=== Document segment ===
I'll throw hands over our water.
ACBN readers come from all 50 US states and a number of other countries, and I genuinely love hearing about where you're from and what's good there. Today, I want to start out by raising a toast of Louisville Pure Tap water and asking:
What's something you're especially proud of where you're from?
While you mull that over, I'm gonna start the show.
Friends, it's Friday again at the Action Cookbook Newsletter.
As I have for several hundred Fridays past, I've prepared a full menu of ACBN-Certified Good Things For Your Weekend Enrichment–a selection that today includes:
- a comfort-food book!
- some delightfully loud and dumb music!
- a cocktail left over from Mardi Gras!
- reflections on the weird and not-too-distant past!
- the triumphant return of my very own winter holiday, BEEF WEEKEND!

Let's drink it up.
=== Extracted material ===
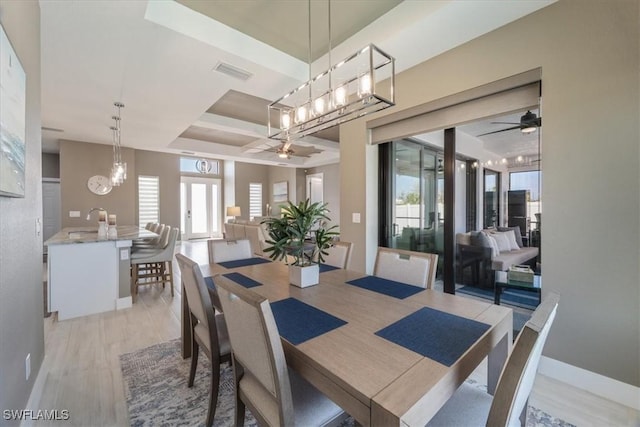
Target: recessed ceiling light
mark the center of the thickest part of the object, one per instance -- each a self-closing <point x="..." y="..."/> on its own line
<point x="232" y="71"/>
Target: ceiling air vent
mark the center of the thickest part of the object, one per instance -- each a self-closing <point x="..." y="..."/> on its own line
<point x="232" y="71"/>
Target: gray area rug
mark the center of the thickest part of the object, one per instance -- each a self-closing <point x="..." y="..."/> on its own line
<point x="155" y="382"/>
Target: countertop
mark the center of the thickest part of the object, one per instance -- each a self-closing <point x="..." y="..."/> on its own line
<point x="72" y="235"/>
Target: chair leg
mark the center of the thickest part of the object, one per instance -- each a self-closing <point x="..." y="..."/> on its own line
<point x="194" y="359"/>
<point x="213" y="393"/>
<point x="134" y="283"/>
<point x="171" y="275"/>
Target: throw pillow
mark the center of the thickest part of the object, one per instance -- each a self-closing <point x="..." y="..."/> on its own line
<point x="479" y="238"/>
<point x="503" y="242"/>
<point x="516" y="233"/>
<point x="495" y="250"/>
<point x="511" y="236"/>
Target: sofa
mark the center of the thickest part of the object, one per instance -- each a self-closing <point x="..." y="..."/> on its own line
<point x="483" y="252"/>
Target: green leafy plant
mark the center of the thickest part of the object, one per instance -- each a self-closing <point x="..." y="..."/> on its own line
<point x="300" y="233"/>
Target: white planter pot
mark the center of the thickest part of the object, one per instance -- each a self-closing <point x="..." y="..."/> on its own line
<point x="304" y="276"/>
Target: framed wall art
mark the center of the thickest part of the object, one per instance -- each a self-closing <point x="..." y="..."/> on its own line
<point x="12" y="119"/>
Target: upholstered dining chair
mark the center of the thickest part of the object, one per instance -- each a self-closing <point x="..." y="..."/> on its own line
<point x="154" y="266"/>
<point x="338" y="255"/>
<point x="509" y="404"/>
<point x="274" y="394"/>
<point x="208" y="329"/>
<point x="413" y="268"/>
<point x="229" y="250"/>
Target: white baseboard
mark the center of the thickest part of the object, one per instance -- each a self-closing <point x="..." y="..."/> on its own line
<point x="609" y="388"/>
<point x="125" y="302"/>
<point x="38" y="388"/>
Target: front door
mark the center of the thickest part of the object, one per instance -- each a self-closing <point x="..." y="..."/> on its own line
<point x="200" y="200"/>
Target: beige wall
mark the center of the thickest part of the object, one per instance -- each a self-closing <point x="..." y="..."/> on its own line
<point x="167" y="168"/>
<point x="247" y="173"/>
<point x="78" y="162"/>
<point x="81" y="160"/>
<point x="21" y="305"/>
<point x="588" y="51"/>
<point x="331" y="192"/>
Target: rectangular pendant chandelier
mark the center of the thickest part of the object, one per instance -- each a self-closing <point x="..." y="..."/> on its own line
<point x="361" y="84"/>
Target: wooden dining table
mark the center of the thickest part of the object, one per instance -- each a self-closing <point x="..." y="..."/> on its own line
<point x="377" y="381"/>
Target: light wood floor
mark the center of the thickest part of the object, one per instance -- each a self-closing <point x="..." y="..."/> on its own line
<point x="81" y="372"/>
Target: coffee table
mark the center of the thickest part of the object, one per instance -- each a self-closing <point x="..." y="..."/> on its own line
<point x="502" y="283"/>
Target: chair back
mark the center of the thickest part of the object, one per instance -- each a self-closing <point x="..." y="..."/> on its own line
<point x="228" y="250"/>
<point x="256" y="347"/>
<point x="252" y="233"/>
<point x="519" y="372"/>
<point x="338" y="255"/>
<point x="229" y="233"/>
<point x="413" y="268"/>
<point x="238" y="231"/>
<point x="198" y="298"/>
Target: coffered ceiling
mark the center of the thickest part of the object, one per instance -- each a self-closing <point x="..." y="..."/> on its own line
<point x="160" y="58"/>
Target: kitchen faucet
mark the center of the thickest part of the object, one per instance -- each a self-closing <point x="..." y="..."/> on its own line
<point x="94" y="209"/>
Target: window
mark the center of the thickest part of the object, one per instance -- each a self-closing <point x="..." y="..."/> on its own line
<point x="529" y="180"/>
<point x="148" y="199"/>
<point x="255" y="200"/>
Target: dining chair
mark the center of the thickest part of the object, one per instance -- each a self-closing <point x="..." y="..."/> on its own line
<point x="154" y="266"/>
<point x="228" y="250"/>
<point x="338" y="255"/>
<point x="508" y="407"/>
<point x="275" y="395"/>
<point x="413" y="268"/>
<point x="151" y="242"/>
<point x="208" y="329"/>
<point x="229" y="231"/>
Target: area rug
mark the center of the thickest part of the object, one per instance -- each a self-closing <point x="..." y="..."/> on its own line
<point x="155" y="382"/>
<point x="514" y="297"/>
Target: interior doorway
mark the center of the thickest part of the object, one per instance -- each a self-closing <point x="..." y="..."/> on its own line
<point x="200" y="207"/>
<point x="315" y="187"/>
<point x="51" y="209"/>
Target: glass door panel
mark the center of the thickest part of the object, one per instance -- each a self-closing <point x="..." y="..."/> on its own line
<point x="200" y="207"/>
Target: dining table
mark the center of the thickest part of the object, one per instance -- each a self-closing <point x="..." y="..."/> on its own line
<point x="389" y="354"/>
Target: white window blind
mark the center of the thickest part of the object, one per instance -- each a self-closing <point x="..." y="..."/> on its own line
<point x="148" y="199"/>
<point x="255" y="199"/>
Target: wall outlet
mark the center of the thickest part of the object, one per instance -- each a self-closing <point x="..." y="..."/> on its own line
<point x="27" y="366"/>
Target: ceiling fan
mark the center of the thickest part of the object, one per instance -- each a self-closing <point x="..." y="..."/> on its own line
<point x="529" y="123"/>
<point x="285" y="151"/>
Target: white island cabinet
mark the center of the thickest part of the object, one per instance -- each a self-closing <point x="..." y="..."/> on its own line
<point x="88" y="274"/>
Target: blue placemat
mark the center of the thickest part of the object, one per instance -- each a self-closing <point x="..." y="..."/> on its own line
<point x="243" y="262"/>
<point x="240" y="279"/>
<point x="437" y="335"/>
<point x="298" y="322"/>
<point x="385" y="286"/>
<point x="327" y="267"/>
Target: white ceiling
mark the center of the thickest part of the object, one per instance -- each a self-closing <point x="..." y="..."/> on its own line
<point x="158" y="58"/>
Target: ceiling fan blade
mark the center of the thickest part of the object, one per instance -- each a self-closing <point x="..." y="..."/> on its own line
<point x="501" y="130"/>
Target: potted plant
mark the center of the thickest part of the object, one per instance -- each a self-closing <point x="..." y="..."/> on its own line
<point x="299" y="237"/>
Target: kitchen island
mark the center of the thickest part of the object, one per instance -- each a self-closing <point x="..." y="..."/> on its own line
<point x="88" y="273"/>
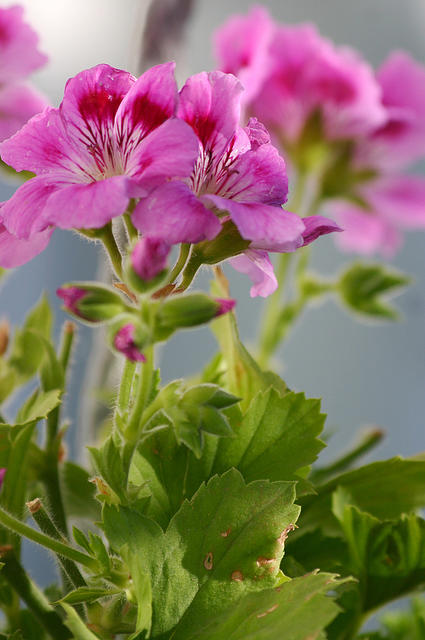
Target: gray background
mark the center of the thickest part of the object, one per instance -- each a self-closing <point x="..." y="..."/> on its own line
<point x="365" y="374"/>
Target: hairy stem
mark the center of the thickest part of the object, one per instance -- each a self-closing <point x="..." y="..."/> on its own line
<point x="32" y="596"/>
<point x="42" y="539"/>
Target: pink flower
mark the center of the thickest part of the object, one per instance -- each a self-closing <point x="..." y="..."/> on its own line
<point x="239" y="175"/>
<point x="149" y="257"/>
<point x="393" y="202"/>
<point x="19" y="54"/>
<point x="112" y="138"/>
<point x="296" y="72"/>
<point x="125" y="344"/>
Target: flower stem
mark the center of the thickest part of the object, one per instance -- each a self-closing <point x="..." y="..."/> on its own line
<point x="110" y="244"/>
<point x="47" y="526"/>
<point x="32" y="596"/>
<point x="141" y="397"/>
<point x="181" y="262"/>
<point x="56" y="546"/>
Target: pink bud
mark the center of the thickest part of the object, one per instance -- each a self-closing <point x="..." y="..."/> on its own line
<point x="149" y="257"/>
<point x="125" y="344"/>
<point x="225" y="305"/>
<point x="70" y="297"/>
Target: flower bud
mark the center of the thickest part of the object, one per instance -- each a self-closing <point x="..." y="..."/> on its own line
<point x="91" y="302"/>
<point x="129" y="336"/>
<point x="147" y="265"/>
<point x="191" y="310"/>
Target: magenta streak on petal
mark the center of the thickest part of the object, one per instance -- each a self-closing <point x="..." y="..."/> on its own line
<point x="226" y="305"/>
<point x="124" y="343"/>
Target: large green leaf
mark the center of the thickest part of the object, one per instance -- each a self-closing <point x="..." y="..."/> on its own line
<point x="224" y="544"/>
<point x="296" y="610"/>
<point x="384" y="489"/>
<point x="276" y="438"/>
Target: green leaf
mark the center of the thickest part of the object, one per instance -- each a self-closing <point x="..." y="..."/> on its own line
<point x="38" y="406"/>
<point x="384" y="489"/>
<point x="365" y="288"/>
<point x="276" y="438"/>
<point x="78" y="492"/>
<point x="28" y="351"/>
<point x="76" y="625"/>
<point x="88" y="594"/>
<point x="227" y="542"/>
<point x="296" y="610"/>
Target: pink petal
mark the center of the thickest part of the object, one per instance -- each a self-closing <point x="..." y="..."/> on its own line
<point x="316" y="226"/>
<point x="43" y="146"/>
<point x="174" y="214"/>
<point x="151" y="101"/>
<point x="257" y="265"/>
<point x="269" y="228"/>
<point x="91" y="101"/>
<point x="258" y="175"/>
<point x="18" y="103"/>
<point x="168" y="151"/>
<point x="22" y="214"/>
<point x="210" y="103"/>
<point x="85" y="206"/>
<point x="19" y="52"/>
<point x="15" y="251"/>
<point x="364" y="232"/>
<point x="399" y="199"/>
<point x="241" y="48"/>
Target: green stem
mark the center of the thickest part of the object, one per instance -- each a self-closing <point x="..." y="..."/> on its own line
<point x="110" y="244"/>
<point x="181" y="262"/>
<point x="141" y="397"/>
<point x="32" y="596"/>
<point x="272" y="311"/>
<point x="48" y="527"/>
<point x="132" y="233"/>
<point x="56" y="546"/>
===
_Work to complete_
Please print the Action Cookbook Newsletter opening in full, word for word. The material comes from a separate source and has no connection to the text.

_Response to this task_
I'll throw hands over our water.
ACBN readers come from all 50 US states and a number of other countries, and I genuinely love hearing about where you're from and what's good there. Today, I want to start out by raising a toast of Louisville Pure Tap water and asking:
What's something you're especially proud of where you're from?
While you mull that over, I'm gonna start the show.
Friends, it's Friday again at the Action Cookbook Newsletter.
As I have for several hundred Fridays past, I've prepared a full menu of ACBN-Certified Good Things For Your Weekend Enrichment–a selection that today includes:
- a comfort-food book!
- some delightfully loud and dumb music!
- a cocktail left over from Mardi Gras!
- reflections on the weird and not-too-distant past!
- the triumphant return of my very own winter holiday, BEEF WEEKEND!

Let's drink it up.